[Data provided start]

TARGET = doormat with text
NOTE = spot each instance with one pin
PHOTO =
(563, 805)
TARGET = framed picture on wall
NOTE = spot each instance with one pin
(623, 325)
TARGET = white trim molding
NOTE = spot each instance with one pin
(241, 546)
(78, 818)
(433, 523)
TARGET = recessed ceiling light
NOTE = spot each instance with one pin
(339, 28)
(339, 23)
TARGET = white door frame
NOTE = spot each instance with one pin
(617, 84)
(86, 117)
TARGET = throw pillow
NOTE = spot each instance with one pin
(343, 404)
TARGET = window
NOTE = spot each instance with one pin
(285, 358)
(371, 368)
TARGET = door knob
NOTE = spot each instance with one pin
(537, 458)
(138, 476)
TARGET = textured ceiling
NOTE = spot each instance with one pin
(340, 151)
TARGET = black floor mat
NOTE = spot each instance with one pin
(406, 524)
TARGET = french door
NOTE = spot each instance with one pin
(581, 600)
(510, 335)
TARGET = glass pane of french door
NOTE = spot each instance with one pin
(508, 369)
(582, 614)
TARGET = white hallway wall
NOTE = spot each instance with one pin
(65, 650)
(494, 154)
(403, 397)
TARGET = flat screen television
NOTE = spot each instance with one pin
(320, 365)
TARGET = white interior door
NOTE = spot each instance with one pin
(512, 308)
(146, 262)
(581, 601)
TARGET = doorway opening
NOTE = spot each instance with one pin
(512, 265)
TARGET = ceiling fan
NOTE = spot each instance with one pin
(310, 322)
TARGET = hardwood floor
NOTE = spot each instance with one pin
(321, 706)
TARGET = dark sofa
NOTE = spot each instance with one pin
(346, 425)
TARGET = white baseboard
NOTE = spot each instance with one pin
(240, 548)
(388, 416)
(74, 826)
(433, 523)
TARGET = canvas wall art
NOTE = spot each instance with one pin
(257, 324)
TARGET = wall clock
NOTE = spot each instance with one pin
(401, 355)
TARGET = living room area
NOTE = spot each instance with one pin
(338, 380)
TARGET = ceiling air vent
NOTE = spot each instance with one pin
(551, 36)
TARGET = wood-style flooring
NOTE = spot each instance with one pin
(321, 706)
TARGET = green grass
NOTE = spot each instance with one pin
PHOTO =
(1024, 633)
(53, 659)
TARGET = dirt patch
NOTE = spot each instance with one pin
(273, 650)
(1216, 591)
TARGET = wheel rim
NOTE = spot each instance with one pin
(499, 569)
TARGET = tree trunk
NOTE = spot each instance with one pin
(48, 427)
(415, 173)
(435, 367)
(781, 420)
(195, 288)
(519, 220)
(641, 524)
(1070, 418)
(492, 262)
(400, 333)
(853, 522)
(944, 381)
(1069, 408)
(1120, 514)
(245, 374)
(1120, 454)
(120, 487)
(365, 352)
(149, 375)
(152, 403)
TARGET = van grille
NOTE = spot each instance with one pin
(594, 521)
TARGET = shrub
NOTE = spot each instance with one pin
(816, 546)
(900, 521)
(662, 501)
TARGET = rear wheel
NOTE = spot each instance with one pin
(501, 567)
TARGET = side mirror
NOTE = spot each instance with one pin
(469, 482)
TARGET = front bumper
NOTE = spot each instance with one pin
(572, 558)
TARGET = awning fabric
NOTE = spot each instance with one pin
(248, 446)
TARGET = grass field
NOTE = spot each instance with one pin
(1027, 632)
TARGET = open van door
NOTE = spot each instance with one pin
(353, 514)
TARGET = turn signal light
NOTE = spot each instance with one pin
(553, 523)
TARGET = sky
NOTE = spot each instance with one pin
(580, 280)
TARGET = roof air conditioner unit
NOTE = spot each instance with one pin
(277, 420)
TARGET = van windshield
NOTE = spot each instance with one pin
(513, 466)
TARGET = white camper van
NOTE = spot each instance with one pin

[Data provided end]

• _Do this_: Copy out the stretch of items from the line containing "TARGET = roof air conditioner unit" through the end of the items, both ends included, with every pin coordinate multiplied by 0.45 and rounded to a whole number, halves rounding up. Return only those lines, with all other text unchanged.

• _Finished answer_:
TARGET = roof air conditioner unit
NOTE = spot each instance with one pin
(125, 189)
TARGET = van windshield
NOTE = spot each instance with one pin
(231, 210)
TARGET = white camper van
NOTE = spot each instance with one pin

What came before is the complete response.